*Stated task:* Extract every line of the entries below and reproduce each one verbatim, leaving the pictures out.

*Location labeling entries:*
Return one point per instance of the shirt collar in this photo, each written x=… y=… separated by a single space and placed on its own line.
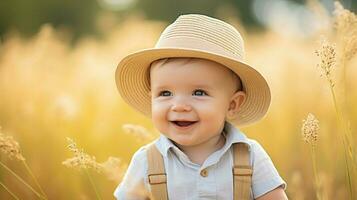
x=233 y=135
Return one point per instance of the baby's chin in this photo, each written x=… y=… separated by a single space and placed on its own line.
x=180 y=142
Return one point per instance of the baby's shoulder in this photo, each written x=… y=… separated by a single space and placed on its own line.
x=256 y=149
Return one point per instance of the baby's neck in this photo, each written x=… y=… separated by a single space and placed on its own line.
x=199 y=153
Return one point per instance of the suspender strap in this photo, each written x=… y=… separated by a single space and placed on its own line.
x=242 y=172
x=156 y=174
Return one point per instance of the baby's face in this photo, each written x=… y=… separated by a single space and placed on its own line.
x=191 y=99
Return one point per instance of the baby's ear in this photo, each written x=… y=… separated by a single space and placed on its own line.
x=235 y=103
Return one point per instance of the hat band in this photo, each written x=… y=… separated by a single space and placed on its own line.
x=199 y=45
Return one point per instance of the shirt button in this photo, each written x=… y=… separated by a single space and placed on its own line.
x=204 y=173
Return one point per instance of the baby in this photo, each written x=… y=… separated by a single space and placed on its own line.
x=197 y=90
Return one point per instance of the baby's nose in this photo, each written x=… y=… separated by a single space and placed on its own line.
x=181 y=108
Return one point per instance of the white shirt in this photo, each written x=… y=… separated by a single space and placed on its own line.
x=184 y=181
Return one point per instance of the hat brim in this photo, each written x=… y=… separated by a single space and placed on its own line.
x=133 y=82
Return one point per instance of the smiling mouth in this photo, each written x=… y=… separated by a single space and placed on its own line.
x=184 y=123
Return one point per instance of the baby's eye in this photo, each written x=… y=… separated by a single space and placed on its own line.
x=165 y=93
x=199 y=92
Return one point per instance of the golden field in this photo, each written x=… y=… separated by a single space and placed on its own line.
x=51 y=89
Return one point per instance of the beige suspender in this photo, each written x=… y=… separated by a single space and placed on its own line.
x=156 y=174
x=242 y=173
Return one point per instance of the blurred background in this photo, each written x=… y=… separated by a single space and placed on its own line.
x=57 y=64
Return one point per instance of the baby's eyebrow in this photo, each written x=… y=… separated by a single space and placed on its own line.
x=203 y=86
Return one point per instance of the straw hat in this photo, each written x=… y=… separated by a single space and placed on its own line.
x=199 y=36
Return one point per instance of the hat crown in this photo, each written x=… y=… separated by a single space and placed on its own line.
x=200 y=28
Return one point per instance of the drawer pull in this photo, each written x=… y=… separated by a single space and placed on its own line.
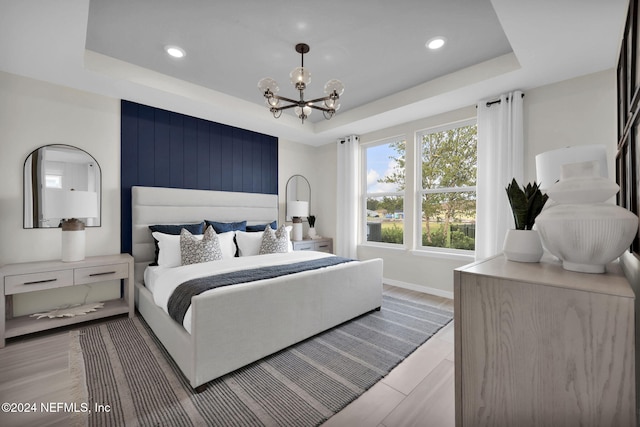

*Correct result:*
Return one point per instance of the shirt collar in this photo, each written x=… y=… separated by a single space and placed on its own line.
x=233 y=135
Return one point per instance of the baby's chin in this photo, each written x=… y=… separated by a single space and placed on its own line.
x=180 y=142
Return one point per instance of the baby's shoulder in this photo, each written x=… y=… separated by a single space and placed on its own line.
x=256 y=149
Return one point per instance of the baby's neck in this photo, each written x=… y=… separated by a single space and placed on its own line.
x=199 y=153
Return one point per instance of the suspender strap in this photo, each written x=… y=… separated by a single space and placed on its own line.
x=242 y=172
x=156 y=174
Return one point per instance of the baby's face in this photo, each written x=… y=… separated by a single space and placed on its own line.
x=191 y=99
Return one point per instance of the baby's ear in this photo, each written x=… y=… separated by a single space and placed on its own line.
x=235 y=103
Return one point per instance of the hat band in this photo, each written x=… y=… separated by a single space and placed on its own line.
x=199 y=45
Return one point per instance of the shirt button in this photo, each written x=… y=… separated by a single space and placed on its own line.
x=204 y=173
Return one point per instance of the baby in this photo, each written x=… y=… separated by a single space and placed on its own line.
x=197 y=90
Return one point per instance of the baby's nose in this photo, each written x=… y=… separated by a single space and placed on its own line.
x=181 y=108
Return one point per instance of the white shirt in this photo, each written x=… y=… separated by a single space and placed on its own line.
x=184 y=181
Return one point per instance of the hat brim in this photo, each written x=… y=… separated by a single space and placed on its own line.
x=133 y=82
Return one point per instance of the smiling mouth in this photo, each written x=… y=… separated by a single space and placed on its own line.
x=184 y=123
Return one point per instance of the baby's eye in this photo, each written x=… y=… separated by a single space and placed on its own line.
x=165 y=93
x=199 y=92
Return one point per instance of the golden field in this photo, each written x=… y=… separated by a single space and placed on its own line.
x=51 y=89
Return one point per instance of the beige suspender in this photo, each written x=… y=… separated by a single space and placed on its own line.
x=156 y=174
x=242 y=173
Return one point per instance of the blurred background in this photo, each written x=… y=… separated by a single space and placed on its own line.
x=57 y=64
Return one point per instance of the baby's eyebrow in this photo, each written x=… y=… separated by a single space and placed on its own line.
x=203 y=86
Return one point per instance of the straw hat in this photo, each written x=… y=… separated by a single space and placed on its own line.
x=199 y=36
Return one point per instance of the hat crown in this photo, each written x=… y=… separated by a single space and placed on its own line.
x=200 y=28
Return one point per instance of the drawer pull in this photo, each written x=… y=… separated by a single space and placed on its own line.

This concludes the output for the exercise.